Region pointing data:
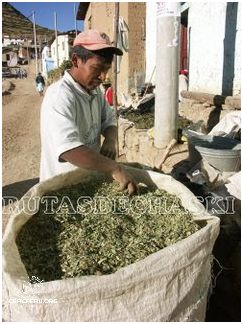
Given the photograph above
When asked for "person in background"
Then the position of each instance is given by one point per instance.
(74, 114)
(108, 91)
(40, 83)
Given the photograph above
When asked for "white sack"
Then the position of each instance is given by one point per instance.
(169, 285)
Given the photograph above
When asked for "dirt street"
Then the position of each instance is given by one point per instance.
(20, 130)
(20, 136)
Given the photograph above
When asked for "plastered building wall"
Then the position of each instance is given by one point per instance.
(214, 47)
(63, 49)
(132, 65)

PROBLEM DESCRIPTION >>
Transcribe the complete set of entries verbatim. No pictures belong in the copy.

EXERCISE RESPONSE >>
Given the photograph above
When asked for "person in background"
Then the position of each instance is given by one point per instance.
(74, 114)
(108, 91)
(40, 83)
Given the photograph above
When asked for "white sack"
Then the position of each instance is given by one point per instance.
(169, 285)
Given the photograph above
When asked for "dirt street"
Then the position of each instance is given by one point per instance.
(20, 130)
(20, 136)
Given the photograph above
When asked for "plastered building wall"
Then the position of each instance is given by one point per instance.
(214, 47)
(63, 49)
(132, 65)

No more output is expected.